Given passage:
------------------------------

False flag is an interesting term, used mostly by conspiracy theorists.

"The contemporary term false flag describes covert operations that are designed to deceive in such a way that the operations appear as though they are being carried out by entities, groups, or nations other than those who actually planned and executed them."

I use this term to get everyone's attention, hopefully.  I want Tweety Twump to succeed, but I do not want Tweety to get credit for what President Obama did and how the economy is going when he actually starts work in the White House.  I want to know what Tweety actually does, not Inherits, again.

Tweety got at least $1,000,000 from his father to start getting rich, and I read or heard, I can't remember which, he got about $100,000,000 in loan guarantees from his father, AND likely inherited a chunk of change upon his father's passing.

There are many who say Obama's efforts to get our economy going again after the disaster of 2008 were inadequate.  Some get really nasty and say "worst" ever.  That's all absurd and wrong, of course.  Even if the economy only grew at an annual average of 2.1% since the end of the recession in 2009, versus a historic average of 4.3, thus the term "anemic," there was steady improvement where things could have been far, far worse.

Tweety Twump will inherit one of the lowest unemployment rates for ANY U.S. President since 1960.  Don't bother rationalizing about how working age men who stopped looking for jobs as a reason unemployment is so low.  You know that logic is bull sh*t.  Tell me why they stopped looking, and it is not because Obama was President.

The Tweety deregulation of businesses will inspire both the markets and business hiring, no doubt and that is great.  Let's keep wathc to see what happens with the de-regulation and if anyone dies under lax safety rules in businesses, or the "unintended consequences" are more poverty in our nations and more hungry, homeless people, and more personal debt. 

"President Obama Weighs His Economic Legacy"

------------------------------

Stated exercise A:
Pick out every line in the listing below that contains the word "antenna", and copy those lines. Case counts.

Coordinate annotation entries:
------------------------------

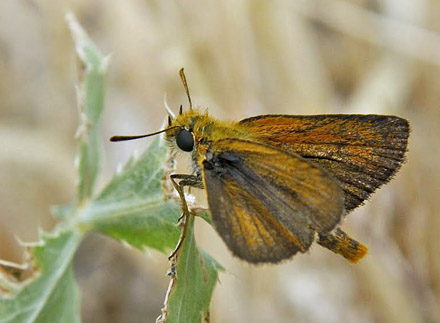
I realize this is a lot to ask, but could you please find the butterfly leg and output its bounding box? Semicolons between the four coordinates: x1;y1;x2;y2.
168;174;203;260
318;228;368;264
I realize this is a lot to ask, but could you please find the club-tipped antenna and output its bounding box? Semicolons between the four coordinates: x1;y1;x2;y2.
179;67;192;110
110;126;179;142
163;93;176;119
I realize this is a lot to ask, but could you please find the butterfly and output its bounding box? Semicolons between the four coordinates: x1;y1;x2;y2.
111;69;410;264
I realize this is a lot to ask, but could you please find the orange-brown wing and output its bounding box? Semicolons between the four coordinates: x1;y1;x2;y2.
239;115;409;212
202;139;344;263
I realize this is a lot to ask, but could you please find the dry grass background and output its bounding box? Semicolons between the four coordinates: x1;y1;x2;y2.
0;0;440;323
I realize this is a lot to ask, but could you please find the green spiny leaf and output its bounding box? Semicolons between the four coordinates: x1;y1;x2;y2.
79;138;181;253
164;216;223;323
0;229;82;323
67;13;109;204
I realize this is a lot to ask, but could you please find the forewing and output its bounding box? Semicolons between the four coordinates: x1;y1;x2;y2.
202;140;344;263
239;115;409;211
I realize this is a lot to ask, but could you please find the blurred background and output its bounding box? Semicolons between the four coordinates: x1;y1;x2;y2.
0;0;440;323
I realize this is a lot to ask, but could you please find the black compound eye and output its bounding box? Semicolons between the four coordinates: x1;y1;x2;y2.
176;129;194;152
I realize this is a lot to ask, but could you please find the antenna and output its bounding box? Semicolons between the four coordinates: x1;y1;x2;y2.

------------------------------

Stated exercise B:
Set down the part of the passage on the economy that falls between "There are many" and "far, far worse.", inclusive.

Complete response A:
I realize this is a lot to ask, but could you please find the club-tipped antenna and output its bounding box? Semicolons between the four coordinates: x1;y1;x2;y2.
I realize this is a lot to ask, but could you please find the antenna and output its bounding box? Semicolons between the four coordinates: x1;y1;x2;y2.

Complete response B:
There are many who say Obama's efforts to get our economy going again after the disaster of 2008 were inadequate.  Some get really nasty and say "worst" ever.  That's all absurd and wrong, of course.  Even if the economy only grew at an annual average of 2.1% since the end of the recession in 2009, versus a historic average of 4.3, thus the term "anemic," there was steady improvement where things could have been far, far worse.